Dataset entries:
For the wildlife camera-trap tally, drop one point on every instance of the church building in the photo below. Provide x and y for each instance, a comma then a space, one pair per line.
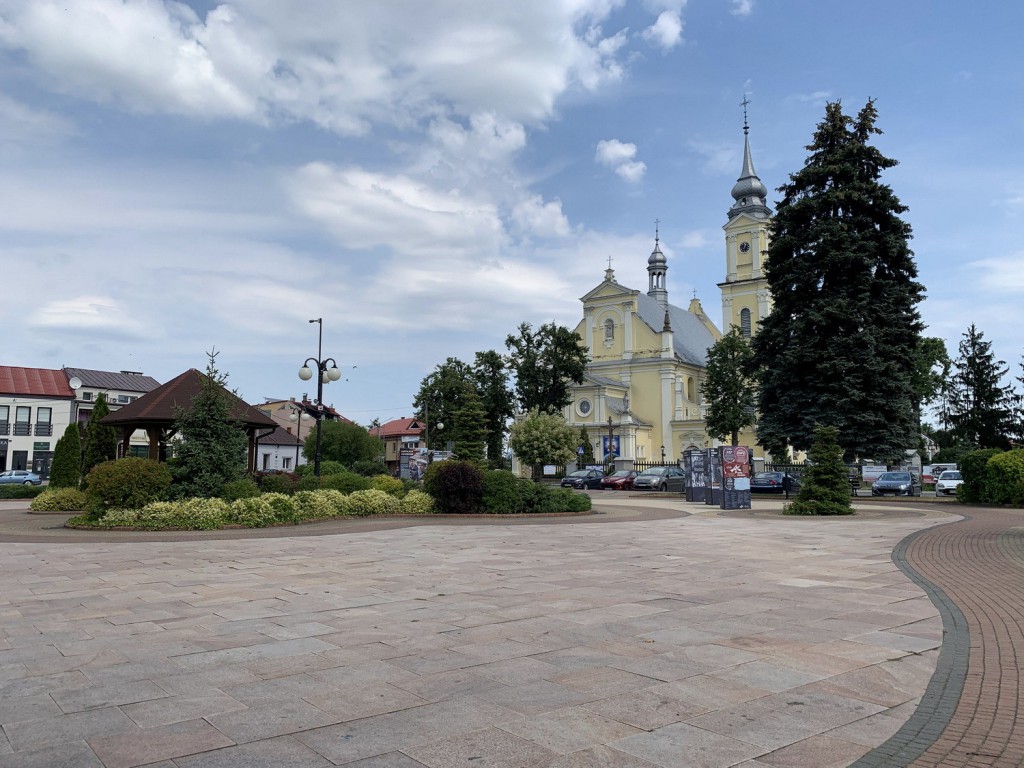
641, 396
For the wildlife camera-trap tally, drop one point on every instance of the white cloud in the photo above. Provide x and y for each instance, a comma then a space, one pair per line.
667, 32
741, 7
621, 158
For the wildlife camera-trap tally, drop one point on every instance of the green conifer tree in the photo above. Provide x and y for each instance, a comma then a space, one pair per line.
840, 345
67, 466
100, 441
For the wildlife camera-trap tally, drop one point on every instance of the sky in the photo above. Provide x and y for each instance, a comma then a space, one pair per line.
425, 175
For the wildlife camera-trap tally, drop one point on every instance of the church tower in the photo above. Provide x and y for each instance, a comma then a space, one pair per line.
745, 299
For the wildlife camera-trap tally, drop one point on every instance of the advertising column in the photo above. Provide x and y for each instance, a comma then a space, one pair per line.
735, 463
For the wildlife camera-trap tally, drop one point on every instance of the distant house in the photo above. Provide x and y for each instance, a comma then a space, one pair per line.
120, 388
399, 434
36, 407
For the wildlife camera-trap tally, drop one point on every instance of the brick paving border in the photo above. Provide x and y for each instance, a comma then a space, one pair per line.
972, 713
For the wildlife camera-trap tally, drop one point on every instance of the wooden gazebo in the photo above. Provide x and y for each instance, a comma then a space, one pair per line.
156, 413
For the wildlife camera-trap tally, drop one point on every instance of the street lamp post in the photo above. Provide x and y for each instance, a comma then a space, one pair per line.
325, 375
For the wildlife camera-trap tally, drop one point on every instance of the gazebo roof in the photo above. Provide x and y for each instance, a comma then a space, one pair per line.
160, 407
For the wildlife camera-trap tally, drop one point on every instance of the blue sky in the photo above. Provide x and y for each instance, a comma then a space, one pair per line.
426, 175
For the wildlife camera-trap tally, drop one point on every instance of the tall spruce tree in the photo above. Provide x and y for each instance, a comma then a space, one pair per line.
100, 441
492, 378
67, 467
840, 345
469, 430
980, 408
728, 389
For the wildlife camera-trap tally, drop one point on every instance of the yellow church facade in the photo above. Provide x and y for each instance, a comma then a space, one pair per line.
641, 397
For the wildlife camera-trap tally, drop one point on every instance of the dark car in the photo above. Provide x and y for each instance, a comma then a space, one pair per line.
621, 480
660, 478
20, 476
772, 482
897, 483
583, 478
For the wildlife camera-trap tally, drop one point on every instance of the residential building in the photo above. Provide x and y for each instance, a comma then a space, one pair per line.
36, 407
399, 434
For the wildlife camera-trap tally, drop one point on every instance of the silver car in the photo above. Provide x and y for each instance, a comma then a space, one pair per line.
660, 478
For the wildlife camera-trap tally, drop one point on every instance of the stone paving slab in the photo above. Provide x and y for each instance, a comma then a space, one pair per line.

-- WHAT YOU ARE ASKED TO DO --
Beginning at the line that holds "of the silver", copy every line through the end of the entries exactly as given, and only those lines.

-- REPLY --
For the wildlife camera-trap tally, drop one point on every instance of the silver car in the photo above. Provide x and y for each instance, a comma then a space, one pair per line.
660, 478
For the wildlife camera-trap tally, drop one point on every instance of the stone paving slab in the photo above. Provide x and y for each instance, a comma then a space, one pair per line.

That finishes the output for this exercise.